(RECORDS FOR THE TASK)

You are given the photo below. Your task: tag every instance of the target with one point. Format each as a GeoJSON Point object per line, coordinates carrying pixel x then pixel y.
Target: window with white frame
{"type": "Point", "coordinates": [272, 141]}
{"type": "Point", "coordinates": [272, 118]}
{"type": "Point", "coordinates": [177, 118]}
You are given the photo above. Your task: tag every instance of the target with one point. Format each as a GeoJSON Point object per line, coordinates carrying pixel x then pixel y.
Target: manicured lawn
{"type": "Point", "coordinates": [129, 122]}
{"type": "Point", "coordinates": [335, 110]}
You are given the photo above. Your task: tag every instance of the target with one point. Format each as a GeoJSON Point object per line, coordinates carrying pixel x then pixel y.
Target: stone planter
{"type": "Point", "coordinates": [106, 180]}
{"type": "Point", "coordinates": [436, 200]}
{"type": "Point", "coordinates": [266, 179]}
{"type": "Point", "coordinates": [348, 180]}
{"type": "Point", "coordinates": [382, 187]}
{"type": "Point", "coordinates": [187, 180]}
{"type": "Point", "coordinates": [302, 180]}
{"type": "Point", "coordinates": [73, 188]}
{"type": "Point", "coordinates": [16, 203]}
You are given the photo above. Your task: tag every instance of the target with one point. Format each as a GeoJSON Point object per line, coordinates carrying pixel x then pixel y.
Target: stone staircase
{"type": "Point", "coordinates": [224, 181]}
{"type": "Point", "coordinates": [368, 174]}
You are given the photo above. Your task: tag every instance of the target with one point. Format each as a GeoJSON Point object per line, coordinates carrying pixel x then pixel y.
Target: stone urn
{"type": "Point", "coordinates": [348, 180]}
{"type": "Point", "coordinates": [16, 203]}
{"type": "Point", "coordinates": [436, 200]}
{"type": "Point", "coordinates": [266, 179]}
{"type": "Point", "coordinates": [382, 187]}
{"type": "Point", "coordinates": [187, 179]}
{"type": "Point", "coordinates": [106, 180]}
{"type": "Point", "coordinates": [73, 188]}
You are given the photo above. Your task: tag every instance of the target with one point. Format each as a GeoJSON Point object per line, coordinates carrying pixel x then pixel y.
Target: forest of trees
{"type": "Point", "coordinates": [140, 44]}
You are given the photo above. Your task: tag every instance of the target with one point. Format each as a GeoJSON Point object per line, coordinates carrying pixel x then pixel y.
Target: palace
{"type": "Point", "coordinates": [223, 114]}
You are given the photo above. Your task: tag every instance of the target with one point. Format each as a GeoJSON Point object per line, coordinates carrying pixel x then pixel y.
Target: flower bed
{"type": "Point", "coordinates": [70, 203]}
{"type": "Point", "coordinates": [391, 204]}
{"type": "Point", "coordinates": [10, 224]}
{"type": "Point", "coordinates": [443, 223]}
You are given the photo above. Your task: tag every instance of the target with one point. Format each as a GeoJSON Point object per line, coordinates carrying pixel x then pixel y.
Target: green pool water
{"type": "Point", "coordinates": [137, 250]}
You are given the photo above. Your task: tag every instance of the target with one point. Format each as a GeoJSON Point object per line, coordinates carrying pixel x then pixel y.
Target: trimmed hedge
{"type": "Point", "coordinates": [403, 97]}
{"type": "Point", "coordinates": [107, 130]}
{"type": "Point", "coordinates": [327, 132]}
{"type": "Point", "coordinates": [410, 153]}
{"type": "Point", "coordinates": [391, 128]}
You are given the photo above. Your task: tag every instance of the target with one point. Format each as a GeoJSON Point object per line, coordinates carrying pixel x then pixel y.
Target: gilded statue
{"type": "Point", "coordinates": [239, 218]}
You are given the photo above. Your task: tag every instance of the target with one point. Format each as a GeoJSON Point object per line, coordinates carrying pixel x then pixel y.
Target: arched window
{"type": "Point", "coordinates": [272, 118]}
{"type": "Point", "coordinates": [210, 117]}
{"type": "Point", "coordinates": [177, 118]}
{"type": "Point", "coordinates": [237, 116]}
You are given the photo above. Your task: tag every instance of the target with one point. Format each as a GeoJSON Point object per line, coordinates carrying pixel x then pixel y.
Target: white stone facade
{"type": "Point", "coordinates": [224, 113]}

(End RECORDS FOR THE TASK)

__ABOUT THIS EXERCISE__: Set down all of the data above, word for word.

__RESPONSE TO THIS TASK__:
You are given the photo below. Your task: tag every instance of the target with one point. Format each as a GeoJSON Point object per line, coordinates carrying pixel x then pixel y.
Target: window with white frame
{"type": "Point", "coordinates": [272, 141]}
{"type": "Point", "coordinates": [272, 118]}
{"type": "Point", "coordinates": [177, 118]}
You are given the photo above. Your task: tag every instance of the target with one point. Format each as a GeoJSON Point object per line, coordinates carrying pixel x then pixel y.
Target: manicured lawn
{"type": "Point", "coordinates": [129, 122]}
{"type": "Point", "coordinates": [335, 110]}
You are given the photo above. Your task: tag every instance of the target with one point. Format each as a GeoJSON Point object per line, coordinates carrying pixel x then pixel y.
Target: stone planter
{"type": "Point", "coordinates": [106, 180]}
{"type": "Point", "coordinates": [436, 200]}
{"type": "Point", "coordinates": [266, 179]}
{"type": "Point", "coordinates": [348, 180]}
{"type": "Point", "coordinates": [382, 187]}
{"type": "Point", "coordinates": [187, 180]}
{"type": "Point", "coordinates": [302, 180]}
{"type": "Point", "coordinates": [73, 188]}
{"type": "Point", "coordinates": [16, 203]}
You are given the photo above. Your task: tag every instance of the target with one point. Format each as a GeoJSON Point object per line, coordinates carrying pixel x then pixel y.
Target: stone staircase
{"type": "Point", "coordinates": [224, 181]}
{"type": "Point", "coordinates": [368, 174]}
You are given the photo above. Your task: tag every instance of the target with one point. Format each as a GeoJSON Point object per line, coordinates carrying pixel x then pixel y.
Target: stone urn
{"type": "Point", "coordinates": [348, 180]}
{"type": "Point", "coordinates": [16, 203]}
{"type": "Point", "coordinates": [436, 200]}
{"type": "Point", "coordinates": [266, 179]}
{"type": "Point", "coordinates": [382, 187]}
{"type": "Point", "coordinates": [187, 179]}
{"type": "Point", "coordinates": [106, 180]}
{"type": "Point", "coordinates": [73, 188]}
You are given the photo above. Your task: tag every instance of the target with one point. Format each as a GeoJSON Point object per line, coordinates carrying pixel x then pixel y.
Target: forest of trees
{"type": "Point", "coordinates": [140, 44]}
You are given the photo above. Your task: tag every instance of the target with one point. Format each as a GeoJSON Point object per line, coordinates carrying pixel x then pixel y.
Target: palace
{"type": "Point", "coordinates": [223, 114]}
You are given the photo above. Your task: tag every instance of the target with one point. Format each as a GeoJSON Point object per line, coordinates carrying pixel x then pixel y.
Target: flower bed
{"type": "Point", "coordinates": [70, 203]}
{"type": "Point", "coordinates": [391, 204]}
{"type": "Point", "coordinates": [10, 224]}
{"type": "Point", "coordinates": [443, 223]}
You are given the photo above. Your task: tag every instance of the target with one point. Format each as a GeoJSON Point object per line, coordinates carrying pixel x then pixel y.
Target: green pool water
{"type": "Point", "coordinates": [137, 250]}
You are given the photo above. Your task: tag every instance of the target with one point. Format each as a GeoJSON Point object per line, coordinates carrying pixel x then pixel y.
Target: trimmed hedge
{"type": "Point", "coordinates": [403, 97]}
{"type": "Point", "coordinates": [107, 130]}
{"type": "Point", "coordinates": [327, 132]}
{"type": "Point", "coordinates": [410, 153]}
{"type": "Point", "coordinates": [391, 128]}
You are given the photo above. Your task: tag every instance of the target with one point. Format each as a GeoJSON Point object per line, coordinates carrying pixel x then pixel y.
Target: gilded statue
{"type": "Point", "coordinates": [239, 218]}
You are given the photo above. Your task: tag every instance of the target with one point. Format each as a GeoJSON Point object per line, coordinates carrying pixel x then pixel y.
Target: arched window
{"type": "Point", "coordinates": [272, 118]}
{"type": "Point", "coordinates": [210, 117]}
{"type": "Point", "coordinates": [177, 118]}
{"type": "Point", "coordinates": [237, 116]}
You are given the photo above. Your task: tag every instance of the target with one point. Format each as a GeoJSON Point object per line, coordinates carrying pixel x then pixel y.
Target: white stone facade
{"type": "Point", "coordinates": [224, 113]}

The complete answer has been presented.